(Given records)
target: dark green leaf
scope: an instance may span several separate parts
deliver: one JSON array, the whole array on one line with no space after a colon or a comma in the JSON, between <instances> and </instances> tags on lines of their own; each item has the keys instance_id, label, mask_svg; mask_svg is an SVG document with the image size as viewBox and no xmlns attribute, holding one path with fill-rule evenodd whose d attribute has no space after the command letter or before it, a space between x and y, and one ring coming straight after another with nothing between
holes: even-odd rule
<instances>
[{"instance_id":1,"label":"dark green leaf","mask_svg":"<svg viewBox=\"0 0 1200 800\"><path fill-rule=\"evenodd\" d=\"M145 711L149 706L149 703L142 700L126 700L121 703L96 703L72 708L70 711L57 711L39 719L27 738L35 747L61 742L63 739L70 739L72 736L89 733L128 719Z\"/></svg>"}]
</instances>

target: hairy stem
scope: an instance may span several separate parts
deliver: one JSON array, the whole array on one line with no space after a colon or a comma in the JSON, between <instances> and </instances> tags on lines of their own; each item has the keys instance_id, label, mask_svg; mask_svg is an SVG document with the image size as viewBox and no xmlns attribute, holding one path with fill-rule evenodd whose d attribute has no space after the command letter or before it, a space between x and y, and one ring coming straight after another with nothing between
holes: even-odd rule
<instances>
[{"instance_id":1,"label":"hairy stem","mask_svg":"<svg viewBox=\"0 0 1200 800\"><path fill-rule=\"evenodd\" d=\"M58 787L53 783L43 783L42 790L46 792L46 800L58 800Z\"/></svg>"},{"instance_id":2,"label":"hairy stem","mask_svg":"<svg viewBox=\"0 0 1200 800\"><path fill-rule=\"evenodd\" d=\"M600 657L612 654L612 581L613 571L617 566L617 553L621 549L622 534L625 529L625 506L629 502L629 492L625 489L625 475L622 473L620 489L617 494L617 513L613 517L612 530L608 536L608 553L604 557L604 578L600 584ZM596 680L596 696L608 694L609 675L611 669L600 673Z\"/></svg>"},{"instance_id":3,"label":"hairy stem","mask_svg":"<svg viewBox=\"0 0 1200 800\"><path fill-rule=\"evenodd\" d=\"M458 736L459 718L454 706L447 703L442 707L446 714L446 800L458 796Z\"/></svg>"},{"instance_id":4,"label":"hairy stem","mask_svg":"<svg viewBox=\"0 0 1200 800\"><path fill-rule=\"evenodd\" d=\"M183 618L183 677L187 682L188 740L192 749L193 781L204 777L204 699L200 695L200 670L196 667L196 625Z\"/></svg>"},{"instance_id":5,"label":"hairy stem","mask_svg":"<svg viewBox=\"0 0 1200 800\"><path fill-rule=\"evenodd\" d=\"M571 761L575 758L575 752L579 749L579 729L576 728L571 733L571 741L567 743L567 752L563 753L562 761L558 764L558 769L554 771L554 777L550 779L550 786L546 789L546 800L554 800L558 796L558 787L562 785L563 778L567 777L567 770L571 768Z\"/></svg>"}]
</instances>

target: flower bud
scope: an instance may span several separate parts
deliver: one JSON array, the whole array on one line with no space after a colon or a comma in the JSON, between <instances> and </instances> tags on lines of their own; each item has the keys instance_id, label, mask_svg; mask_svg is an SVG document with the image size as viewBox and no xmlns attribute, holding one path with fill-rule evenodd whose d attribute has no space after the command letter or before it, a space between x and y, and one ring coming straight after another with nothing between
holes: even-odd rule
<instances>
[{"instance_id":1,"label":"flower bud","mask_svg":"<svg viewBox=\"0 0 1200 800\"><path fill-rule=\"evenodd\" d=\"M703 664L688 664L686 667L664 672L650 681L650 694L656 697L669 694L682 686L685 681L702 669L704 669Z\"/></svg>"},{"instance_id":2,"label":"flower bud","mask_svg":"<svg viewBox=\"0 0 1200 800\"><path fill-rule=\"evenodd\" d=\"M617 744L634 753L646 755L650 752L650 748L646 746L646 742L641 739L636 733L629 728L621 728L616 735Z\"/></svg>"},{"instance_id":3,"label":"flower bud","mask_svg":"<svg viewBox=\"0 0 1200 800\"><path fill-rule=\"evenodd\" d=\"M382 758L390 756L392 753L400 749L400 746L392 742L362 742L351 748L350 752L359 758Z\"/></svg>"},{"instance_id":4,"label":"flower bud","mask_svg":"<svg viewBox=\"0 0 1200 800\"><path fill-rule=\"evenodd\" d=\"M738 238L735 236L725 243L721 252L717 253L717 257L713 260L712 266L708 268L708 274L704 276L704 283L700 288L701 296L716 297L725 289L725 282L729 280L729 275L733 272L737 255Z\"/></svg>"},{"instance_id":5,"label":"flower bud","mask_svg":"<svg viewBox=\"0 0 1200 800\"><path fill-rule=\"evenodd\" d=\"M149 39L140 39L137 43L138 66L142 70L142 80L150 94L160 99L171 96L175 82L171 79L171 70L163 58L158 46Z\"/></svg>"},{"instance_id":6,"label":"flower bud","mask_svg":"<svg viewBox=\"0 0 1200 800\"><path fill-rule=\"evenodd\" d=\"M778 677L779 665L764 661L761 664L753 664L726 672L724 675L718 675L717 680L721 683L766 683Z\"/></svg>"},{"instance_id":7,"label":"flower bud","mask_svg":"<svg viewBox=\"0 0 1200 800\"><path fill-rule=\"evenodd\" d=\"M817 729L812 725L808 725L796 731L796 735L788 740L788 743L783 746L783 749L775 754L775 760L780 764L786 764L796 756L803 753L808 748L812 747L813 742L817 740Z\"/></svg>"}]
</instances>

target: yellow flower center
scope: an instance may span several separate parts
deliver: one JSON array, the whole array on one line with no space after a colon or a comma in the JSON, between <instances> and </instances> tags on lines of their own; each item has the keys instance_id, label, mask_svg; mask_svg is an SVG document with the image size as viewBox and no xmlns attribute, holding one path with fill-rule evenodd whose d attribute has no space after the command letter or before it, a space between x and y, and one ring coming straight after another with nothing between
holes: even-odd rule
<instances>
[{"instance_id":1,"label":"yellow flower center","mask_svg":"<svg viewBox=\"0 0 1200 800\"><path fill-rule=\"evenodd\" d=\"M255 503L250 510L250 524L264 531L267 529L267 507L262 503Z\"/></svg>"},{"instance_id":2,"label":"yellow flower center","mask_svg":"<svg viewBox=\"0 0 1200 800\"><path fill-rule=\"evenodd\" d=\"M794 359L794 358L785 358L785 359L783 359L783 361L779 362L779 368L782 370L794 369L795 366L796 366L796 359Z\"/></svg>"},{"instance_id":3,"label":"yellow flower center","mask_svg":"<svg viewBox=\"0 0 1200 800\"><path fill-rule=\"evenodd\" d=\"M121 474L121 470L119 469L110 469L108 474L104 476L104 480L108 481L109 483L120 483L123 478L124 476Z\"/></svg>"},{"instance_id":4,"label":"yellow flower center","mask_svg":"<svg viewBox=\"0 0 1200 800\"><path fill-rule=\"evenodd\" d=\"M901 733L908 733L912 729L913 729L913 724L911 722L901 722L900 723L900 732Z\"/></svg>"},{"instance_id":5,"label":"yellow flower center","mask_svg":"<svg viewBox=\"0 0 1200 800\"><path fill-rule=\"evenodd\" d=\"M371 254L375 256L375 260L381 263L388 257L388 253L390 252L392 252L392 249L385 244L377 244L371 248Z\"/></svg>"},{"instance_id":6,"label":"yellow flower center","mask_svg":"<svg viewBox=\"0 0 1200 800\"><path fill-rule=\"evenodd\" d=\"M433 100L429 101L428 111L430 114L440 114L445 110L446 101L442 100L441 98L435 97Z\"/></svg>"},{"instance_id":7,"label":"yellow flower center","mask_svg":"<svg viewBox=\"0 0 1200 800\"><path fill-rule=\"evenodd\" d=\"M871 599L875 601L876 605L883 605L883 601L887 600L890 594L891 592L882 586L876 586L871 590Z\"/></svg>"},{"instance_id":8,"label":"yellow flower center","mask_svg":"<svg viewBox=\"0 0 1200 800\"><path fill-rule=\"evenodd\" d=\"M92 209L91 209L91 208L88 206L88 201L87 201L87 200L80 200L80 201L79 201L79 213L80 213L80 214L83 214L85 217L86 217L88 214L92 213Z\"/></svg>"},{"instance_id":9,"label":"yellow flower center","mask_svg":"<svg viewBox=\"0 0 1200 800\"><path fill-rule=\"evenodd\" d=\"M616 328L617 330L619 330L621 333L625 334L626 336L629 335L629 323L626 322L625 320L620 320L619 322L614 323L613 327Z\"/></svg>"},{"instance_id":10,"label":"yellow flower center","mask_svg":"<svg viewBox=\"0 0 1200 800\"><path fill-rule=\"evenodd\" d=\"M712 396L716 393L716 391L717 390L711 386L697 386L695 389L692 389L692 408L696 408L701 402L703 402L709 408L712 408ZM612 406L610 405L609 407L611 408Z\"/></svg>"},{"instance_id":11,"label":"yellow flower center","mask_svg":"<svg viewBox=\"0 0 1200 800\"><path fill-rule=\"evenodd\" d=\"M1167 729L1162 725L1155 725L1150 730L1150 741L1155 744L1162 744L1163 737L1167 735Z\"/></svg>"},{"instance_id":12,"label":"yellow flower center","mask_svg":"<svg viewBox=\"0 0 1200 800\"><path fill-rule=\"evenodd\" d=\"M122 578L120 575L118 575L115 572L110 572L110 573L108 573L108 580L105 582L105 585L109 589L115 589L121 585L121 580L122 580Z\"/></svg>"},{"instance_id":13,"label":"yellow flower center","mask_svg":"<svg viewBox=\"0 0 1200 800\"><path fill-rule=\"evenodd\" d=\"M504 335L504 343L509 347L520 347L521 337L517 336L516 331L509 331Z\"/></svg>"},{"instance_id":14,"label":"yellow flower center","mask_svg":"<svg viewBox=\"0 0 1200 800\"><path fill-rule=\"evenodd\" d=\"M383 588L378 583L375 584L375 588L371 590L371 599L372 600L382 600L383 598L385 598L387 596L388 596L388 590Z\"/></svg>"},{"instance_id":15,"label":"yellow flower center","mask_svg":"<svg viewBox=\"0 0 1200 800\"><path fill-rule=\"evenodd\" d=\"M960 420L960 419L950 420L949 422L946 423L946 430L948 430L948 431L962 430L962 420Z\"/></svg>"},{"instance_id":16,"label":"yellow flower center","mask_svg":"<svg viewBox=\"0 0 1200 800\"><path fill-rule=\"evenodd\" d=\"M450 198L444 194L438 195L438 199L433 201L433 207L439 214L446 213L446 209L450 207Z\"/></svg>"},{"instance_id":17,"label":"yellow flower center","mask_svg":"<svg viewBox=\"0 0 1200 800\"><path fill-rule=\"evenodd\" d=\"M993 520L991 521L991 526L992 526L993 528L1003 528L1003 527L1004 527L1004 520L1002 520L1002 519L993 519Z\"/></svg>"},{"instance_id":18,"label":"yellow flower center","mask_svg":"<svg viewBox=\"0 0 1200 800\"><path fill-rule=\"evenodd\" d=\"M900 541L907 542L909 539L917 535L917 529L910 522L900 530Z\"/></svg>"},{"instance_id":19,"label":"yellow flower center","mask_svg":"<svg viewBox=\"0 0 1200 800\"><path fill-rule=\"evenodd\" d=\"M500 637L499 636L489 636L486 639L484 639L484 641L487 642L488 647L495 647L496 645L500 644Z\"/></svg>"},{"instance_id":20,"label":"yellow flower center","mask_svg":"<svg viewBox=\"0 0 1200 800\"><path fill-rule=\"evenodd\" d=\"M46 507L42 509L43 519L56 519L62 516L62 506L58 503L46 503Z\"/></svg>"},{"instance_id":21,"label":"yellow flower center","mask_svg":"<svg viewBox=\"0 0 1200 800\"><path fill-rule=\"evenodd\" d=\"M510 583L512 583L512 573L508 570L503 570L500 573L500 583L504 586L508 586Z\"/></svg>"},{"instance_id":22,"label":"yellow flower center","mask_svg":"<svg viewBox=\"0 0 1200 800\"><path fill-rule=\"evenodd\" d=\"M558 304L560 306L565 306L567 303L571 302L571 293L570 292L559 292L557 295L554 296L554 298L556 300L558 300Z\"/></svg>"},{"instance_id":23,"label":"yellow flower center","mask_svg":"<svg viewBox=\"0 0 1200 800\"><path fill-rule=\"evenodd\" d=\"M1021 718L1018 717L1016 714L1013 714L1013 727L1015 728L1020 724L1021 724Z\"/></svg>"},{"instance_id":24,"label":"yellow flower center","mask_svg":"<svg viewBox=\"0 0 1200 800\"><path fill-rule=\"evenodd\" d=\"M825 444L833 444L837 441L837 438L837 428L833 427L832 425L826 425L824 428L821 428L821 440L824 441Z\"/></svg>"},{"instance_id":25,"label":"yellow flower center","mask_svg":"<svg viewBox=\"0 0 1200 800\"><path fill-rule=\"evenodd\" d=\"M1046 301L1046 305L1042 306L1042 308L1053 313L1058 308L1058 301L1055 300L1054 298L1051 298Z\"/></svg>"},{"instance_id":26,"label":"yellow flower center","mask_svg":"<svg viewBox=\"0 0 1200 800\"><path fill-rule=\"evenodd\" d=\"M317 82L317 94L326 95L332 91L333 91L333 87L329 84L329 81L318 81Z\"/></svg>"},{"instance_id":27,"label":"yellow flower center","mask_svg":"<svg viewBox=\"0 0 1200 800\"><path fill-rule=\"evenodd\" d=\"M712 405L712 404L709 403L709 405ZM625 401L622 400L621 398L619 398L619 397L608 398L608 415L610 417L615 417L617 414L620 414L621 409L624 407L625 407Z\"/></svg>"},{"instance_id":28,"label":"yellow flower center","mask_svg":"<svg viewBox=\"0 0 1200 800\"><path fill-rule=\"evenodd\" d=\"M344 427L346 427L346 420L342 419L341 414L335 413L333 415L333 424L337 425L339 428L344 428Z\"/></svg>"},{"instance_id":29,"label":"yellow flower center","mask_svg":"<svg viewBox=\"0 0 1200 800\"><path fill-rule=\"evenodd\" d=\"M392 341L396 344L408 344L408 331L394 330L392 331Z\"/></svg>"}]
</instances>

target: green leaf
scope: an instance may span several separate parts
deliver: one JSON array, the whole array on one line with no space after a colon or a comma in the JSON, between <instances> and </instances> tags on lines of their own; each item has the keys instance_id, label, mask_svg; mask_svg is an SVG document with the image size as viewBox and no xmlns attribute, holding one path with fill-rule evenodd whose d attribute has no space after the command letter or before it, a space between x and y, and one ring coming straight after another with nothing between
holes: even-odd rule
(End Given records)
# Work request:
Extract every line above containing the word "target".

# Reply to the exercise:
target: dark green leaf
target: hairy stem
target: flower bud
target: yellow flower center
target: green leaf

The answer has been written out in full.